Economist Alberto Masferrer wrote about this period in El Salvador's history:
"The conquest of territory by the coffee industry is alarming. It has already occupied the highlands and is now descending into the valleys, displacing maize, rice, and beans. It extended like the conquistador, spreading hunger and misery, reducing the former proprietors to the worst conditions - woe to those who sell!Although it is possible to prove mathematically that these changes make the country richer, in fact they mean death. It is true that the cost of importing maize are small in relation to the benefit of exporting coffee, but do they give the imported grain to the poor? Or do they make them pay for it? Is the income of the campesino, who has lost his land, adequate to provide maize, rice, beans, clothes, medicine, doctors, etc.? So what good does it do to make money from the sale of coffee when it leaves so many in misery?"
La Matanza, The Great Massacre 1932
In response to horrible working conditions and extremely low wages for the indigenous, who mostly worked as agricultural laborers, the people began to organize to demand fair wages and access to political processes. The leader of this indigenous movement was Farabundo Marti, a campesino, who organized the people to protest their exploitation and demand a new government. The result was devastating. The government responded with incredible violence, massacring the area's indigenous population, even those who were not affiliated with the popular movement. In a period of a few weeks, around 40,000 indigenous were killed, nearly silencing an entire culture. Those indigenous who survived lived in fear, and as a result, denied their indigenous roots, renouncing their language and cultural heritage.
The Repression Continues
Military repression continued for decades, which instilled fear in the population but did not address fundamental causes of social unrest: social injustice, inequality, land rights, and exclusion from the political system. In the 1970s, a new movement began, recalling El Salvador's past popular movements. People began to organize – farmers, students, unions, artisans. But the government continued to respond in the way it always had, with violent repression. So-called "death squads" – off duty soldiers hired by the rich – kidnapped, tortured, and killed anyone they suspected of "communism." In 1980, all-out civil war broke out. Over the next 12 years, approximately 80,000 Salvadorans were killed. With the signing of the Peace Accords, the war came to an end, but the fundamental causes of unrest were not resolved. Political corruption still exists. Social inequality is perhaps greater than it has ever been. The gap between the rich and poor continues to grow. The disintegration of families caused by migration to the states has torn at the fabric of society. Violence continues to plague the Salvadoran population, though it has changed from the violence of a civil war to a violence associated with highly organized crime, narco-trafficing, and gang wars.
Even a brief overview of El Salvador's history makes one thing clear: the cycle of domination and exploitation has left scars. This history is not a thing of the past but a reality that has influenced life today. The marginalization of the poor, the poverty of opportunity, and the violence with which the people live are not random creations but the result of structures of social injustice which remain deeply ingrained.

Dataset records
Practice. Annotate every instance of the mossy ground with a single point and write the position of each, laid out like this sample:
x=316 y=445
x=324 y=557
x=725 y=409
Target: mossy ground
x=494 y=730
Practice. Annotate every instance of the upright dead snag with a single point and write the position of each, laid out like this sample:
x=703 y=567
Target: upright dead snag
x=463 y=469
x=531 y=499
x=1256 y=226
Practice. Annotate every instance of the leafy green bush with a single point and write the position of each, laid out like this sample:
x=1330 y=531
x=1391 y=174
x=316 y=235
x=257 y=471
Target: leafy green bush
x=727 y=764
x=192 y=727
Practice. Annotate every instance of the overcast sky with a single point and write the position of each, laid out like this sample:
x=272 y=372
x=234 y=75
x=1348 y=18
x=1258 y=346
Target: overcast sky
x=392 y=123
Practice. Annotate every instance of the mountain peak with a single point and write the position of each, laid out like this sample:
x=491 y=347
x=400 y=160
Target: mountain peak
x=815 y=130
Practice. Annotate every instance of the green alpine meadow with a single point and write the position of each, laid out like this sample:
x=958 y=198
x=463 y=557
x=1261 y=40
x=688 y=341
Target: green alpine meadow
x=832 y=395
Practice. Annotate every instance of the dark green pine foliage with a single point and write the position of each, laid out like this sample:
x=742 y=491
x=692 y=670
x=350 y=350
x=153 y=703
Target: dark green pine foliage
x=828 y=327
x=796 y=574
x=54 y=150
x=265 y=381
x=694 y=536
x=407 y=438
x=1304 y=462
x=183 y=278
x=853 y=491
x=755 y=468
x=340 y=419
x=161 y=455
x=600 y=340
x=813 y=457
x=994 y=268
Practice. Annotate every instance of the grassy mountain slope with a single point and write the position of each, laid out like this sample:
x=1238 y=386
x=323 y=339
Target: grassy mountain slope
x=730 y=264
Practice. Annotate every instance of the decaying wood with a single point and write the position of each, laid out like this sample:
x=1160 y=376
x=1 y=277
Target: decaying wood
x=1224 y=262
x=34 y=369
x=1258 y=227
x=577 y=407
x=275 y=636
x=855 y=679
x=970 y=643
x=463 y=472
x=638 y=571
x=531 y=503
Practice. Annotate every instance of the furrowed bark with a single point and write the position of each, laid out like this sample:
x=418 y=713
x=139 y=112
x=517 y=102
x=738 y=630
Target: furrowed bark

## Task details
Edit the stretch of the El Salvador history text from "Even a brief" through "remain deeply ingrained.", replacing "scars" with "wounds".

## Result of the exercise
Even a brief overview of El Salvador's history makes one thing clear: the cycle of domination and exploitation has left wounds. This history is not a thing of the past but a reality that has influenced life today. The marginalization of the poor, the poverty of opportunity, and the violence with which the people live are not random creations but the result of structures of social injustice which remain deeply ingrained.